(Beginning of Data section)

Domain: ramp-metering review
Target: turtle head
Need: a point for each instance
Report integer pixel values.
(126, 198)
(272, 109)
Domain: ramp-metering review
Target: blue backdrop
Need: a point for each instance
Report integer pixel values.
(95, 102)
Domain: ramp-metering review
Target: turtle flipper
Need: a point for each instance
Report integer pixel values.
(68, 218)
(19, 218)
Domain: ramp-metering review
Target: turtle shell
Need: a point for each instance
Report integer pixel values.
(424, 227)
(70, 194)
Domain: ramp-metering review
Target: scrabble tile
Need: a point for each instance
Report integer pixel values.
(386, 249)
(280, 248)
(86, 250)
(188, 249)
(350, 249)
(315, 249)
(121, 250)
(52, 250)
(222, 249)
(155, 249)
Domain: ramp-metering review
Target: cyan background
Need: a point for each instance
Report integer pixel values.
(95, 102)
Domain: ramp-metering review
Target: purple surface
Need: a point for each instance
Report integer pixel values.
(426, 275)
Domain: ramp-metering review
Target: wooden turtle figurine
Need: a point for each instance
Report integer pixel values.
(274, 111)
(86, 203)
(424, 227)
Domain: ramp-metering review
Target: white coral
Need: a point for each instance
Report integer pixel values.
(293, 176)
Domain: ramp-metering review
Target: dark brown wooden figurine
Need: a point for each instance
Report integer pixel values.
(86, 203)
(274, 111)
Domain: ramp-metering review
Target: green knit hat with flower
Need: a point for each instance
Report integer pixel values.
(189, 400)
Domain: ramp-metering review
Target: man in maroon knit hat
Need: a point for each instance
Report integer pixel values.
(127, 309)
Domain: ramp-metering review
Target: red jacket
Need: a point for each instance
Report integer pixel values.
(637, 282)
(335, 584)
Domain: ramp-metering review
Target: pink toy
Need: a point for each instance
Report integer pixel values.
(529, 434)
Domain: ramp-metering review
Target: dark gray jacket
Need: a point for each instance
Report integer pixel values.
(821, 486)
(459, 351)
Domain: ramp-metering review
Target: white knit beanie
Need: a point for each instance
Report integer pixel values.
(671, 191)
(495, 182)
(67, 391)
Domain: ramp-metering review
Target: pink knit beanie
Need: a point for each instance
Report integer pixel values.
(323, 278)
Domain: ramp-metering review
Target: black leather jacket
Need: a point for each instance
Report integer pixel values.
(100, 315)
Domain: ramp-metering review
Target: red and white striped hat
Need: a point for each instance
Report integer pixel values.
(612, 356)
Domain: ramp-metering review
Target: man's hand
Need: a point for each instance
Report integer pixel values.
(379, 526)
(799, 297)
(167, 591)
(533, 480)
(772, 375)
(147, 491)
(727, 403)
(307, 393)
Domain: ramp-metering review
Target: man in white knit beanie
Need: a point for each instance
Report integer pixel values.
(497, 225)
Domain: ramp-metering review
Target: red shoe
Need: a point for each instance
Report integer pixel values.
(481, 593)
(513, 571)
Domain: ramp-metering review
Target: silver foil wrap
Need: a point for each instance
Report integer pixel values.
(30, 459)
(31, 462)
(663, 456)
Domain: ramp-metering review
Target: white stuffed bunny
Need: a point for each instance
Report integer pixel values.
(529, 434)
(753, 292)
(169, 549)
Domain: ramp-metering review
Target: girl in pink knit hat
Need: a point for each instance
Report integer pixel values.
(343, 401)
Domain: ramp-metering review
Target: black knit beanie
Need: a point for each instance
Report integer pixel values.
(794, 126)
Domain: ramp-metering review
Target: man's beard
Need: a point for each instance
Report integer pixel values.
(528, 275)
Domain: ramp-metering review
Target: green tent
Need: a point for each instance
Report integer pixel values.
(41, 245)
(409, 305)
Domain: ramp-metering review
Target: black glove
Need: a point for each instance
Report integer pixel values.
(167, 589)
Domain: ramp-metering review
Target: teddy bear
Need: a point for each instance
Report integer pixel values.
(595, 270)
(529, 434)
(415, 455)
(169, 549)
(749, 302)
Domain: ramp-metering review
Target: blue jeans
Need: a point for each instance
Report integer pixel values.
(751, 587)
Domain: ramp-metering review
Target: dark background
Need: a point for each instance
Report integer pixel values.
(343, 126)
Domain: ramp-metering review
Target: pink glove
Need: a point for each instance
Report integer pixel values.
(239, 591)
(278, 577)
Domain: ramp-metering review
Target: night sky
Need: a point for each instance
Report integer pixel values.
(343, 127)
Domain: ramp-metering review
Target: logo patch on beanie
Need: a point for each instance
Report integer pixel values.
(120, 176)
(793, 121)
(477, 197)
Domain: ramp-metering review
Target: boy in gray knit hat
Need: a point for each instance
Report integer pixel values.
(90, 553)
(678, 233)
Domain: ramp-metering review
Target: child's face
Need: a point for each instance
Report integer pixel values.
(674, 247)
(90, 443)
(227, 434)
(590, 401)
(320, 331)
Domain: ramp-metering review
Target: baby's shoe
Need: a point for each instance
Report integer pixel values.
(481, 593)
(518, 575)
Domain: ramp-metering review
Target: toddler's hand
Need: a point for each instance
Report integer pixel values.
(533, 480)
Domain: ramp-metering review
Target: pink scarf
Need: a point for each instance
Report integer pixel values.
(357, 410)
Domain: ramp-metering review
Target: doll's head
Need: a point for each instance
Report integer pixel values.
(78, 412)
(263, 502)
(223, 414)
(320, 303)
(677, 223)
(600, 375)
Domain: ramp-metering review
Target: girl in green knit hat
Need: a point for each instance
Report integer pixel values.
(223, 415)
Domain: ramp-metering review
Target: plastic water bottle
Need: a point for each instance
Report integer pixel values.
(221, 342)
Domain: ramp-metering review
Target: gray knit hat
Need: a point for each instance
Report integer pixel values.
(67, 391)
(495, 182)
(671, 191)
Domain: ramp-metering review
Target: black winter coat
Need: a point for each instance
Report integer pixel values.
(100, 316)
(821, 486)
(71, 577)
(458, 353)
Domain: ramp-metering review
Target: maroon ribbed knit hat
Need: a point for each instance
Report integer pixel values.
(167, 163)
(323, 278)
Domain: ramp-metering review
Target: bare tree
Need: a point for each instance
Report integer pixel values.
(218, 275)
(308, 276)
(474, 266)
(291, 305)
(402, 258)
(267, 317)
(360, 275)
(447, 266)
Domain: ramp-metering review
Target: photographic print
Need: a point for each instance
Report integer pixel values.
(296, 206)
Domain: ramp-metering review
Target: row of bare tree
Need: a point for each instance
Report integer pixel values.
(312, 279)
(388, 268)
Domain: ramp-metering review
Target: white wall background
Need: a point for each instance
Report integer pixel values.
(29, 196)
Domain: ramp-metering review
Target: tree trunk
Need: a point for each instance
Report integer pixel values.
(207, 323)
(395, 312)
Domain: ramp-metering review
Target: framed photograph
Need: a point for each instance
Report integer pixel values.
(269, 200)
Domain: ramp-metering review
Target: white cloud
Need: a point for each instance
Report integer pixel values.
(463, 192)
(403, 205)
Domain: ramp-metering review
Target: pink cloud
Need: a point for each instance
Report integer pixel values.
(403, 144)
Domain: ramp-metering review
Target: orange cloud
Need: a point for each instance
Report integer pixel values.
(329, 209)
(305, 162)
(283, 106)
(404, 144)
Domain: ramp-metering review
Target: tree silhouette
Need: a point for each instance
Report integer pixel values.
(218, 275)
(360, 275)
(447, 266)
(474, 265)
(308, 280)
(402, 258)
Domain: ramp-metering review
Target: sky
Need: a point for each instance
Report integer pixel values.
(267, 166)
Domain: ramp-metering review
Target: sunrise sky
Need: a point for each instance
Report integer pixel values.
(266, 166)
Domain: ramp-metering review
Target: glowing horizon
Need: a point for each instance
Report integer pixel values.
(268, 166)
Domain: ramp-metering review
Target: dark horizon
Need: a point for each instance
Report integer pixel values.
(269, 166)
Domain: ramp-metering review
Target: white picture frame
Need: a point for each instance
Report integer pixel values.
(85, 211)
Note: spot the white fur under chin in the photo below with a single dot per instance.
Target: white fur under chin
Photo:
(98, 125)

(End of Data section)

Identify the lines of the entries containing the string "blue". Copy each such line.

Target: blue backdrop
Target: blue jeans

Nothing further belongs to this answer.